• Met deze informatie:
a. Neem uit de tekst over het huwelijk letterlijk over wat begint bij "Geagendeerde functioneringsgesprekken in" en doorloopt tot en met "zijn bij vechtscheidingen.".
b. Zet de alinea die begint met "Een recent idee is" uit de tekst over het huwelijk om in een beknopte opsomming met de belangrijkste feiten.

Een andere optie is om het huwelijk nominaal in stand te houden met loslating van het principe van de huwelijkstrouw. Ook hier meer theorie dan praktijk. Wie zonder ideologie overspel pleegt brengt z’n huwelijk in gevaar, maar wie ideologisch gesanctioneerd ontsnapt aan het keurslijf van de huwelijkse trouw, bijvoorbeeld in een open huwelijk of in een systeem van polyamorie, roept ook complicaties over zich af, al was het maar omdat de kinderen er last van hebben. De vrije-seks-vrije-liefde-richting is sowieso een te marginaal verschijnsel om het tot hoofdstroom te brengen.
Geagendeerde functioneringsgesprekken in het huwelijk zijn zinloos.
Een recent idee is de mogelijkheid van de periodieke huwelijksevaluatie. Volgens filosofe Joke Hermsen, die in verschillende kranten aan het woord kwam over de crisis van het instituut huwelijk, moeten mensen gezien de echtscheidingsstatistieken af van het idee dat het huwelijk een levensverbintenis is. Ze dienen hun verwachtingen naar beneden bij te stellen. Een driejaarlijkse herkeuring, een soort APK voor het huwelijk, lijkt hiervoor een fijn instrument. Op gezette tijden kunnen stellen hun contract verlengen met drie jaar, dan wel het contract beëindigen en in vrede uit elkaar gaan. Dit alles met het oog op het welzijn van de kinderen die niet gebaat zijn bij vechtscheidingen.

• Gegeven informatie:
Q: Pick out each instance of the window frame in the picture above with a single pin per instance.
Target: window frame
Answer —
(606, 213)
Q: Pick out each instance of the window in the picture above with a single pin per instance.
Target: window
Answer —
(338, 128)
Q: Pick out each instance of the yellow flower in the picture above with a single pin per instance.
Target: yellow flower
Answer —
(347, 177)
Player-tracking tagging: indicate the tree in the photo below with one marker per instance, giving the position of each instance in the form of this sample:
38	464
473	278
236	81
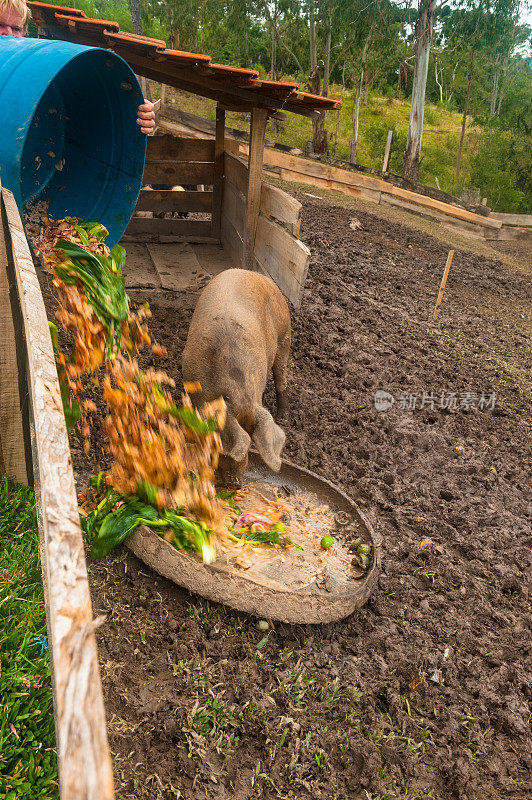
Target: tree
136	16
423	41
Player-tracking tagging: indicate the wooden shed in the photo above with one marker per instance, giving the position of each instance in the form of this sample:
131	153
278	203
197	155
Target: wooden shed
240	221
243	223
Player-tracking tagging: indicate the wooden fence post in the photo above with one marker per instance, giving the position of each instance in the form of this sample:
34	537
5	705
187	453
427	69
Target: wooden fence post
387	151
217	189
442	286
259	118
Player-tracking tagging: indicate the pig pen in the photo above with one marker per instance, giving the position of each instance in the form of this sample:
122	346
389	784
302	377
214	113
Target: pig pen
424	692
180	255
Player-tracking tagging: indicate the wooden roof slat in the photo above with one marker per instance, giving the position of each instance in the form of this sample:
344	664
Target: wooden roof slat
185	58
235	87
38	8
89	25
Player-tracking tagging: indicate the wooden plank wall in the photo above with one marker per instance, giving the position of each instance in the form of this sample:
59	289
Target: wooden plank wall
84	761
278	252
174	161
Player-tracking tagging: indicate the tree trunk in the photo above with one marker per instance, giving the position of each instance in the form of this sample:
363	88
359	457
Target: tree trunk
312	36
354	137
412	154
274	46
136	16
464	121
319	130
327	55
337	128
440	87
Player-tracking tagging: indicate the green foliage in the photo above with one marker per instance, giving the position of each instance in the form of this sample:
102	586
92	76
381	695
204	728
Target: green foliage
28	767
495	170
240	32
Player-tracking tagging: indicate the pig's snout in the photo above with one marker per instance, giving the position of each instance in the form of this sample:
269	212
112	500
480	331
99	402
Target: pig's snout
268	438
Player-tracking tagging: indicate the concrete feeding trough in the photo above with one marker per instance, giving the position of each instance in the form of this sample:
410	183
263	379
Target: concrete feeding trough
273	589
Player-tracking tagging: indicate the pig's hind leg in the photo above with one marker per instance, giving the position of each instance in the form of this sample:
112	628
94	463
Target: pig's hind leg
280	375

• Oplossingen op volgorde:
a.
Geagendeerde functioneringsgesprekken in het huwelijk zijn zinloos.
Een recent idee is de mogelijkheid van de periodieke huwelijksevaluatie. Volgens filosofe Joke Hermsen, die in verschillende kranten aan het woord kwam over de crisis van het instituut huwelijk, moeten mensen gezien de echtscheidingsstatistieken af van het idee dat het huwelijk een levensverbintenis is. Ze dienen hun verwachtingen naar beneden bij te stellen. Een driejaarlijkse herkeuring, een soort APK voor het huwelijk, lijkt hiervoor een fijn instrument. Op gezette tijden kunnen stellen hun contract verlengen met drie jaar, dan wel het contract beëindigen en in vrede uit elkaar gaan. Dit alles met het oog op het welzijn van de kinderen die niet gebaat zijn bij vechtscheidingen.

b.
- Een recent idee is de periodieke huwelijksevaluatie.
- Volgens filosofe Joke Hermsen, die in verschillende kranten sprak over de crisis van het huwelijk als instituut, moeten mensen gezien de echtscheidingsstatistieken afstappen van het idee dat het huwelijk een levensverbintenis is. Ze moeten hun verwachtingen naar beneden bijstellen.
- Een driejaarlijkse herkeuring, een soort APK voor het huwelijk, lijkt daarvoor een geschikt instrument.
- Op vaste momenten kunnen stellen hun contract met drie jaar verlengen of het beëindigen en in vrede uit elkaar gaan.
- Het doel is het welzijn van de kinderen, die niet gebaat zijn bij vechtscheidingen.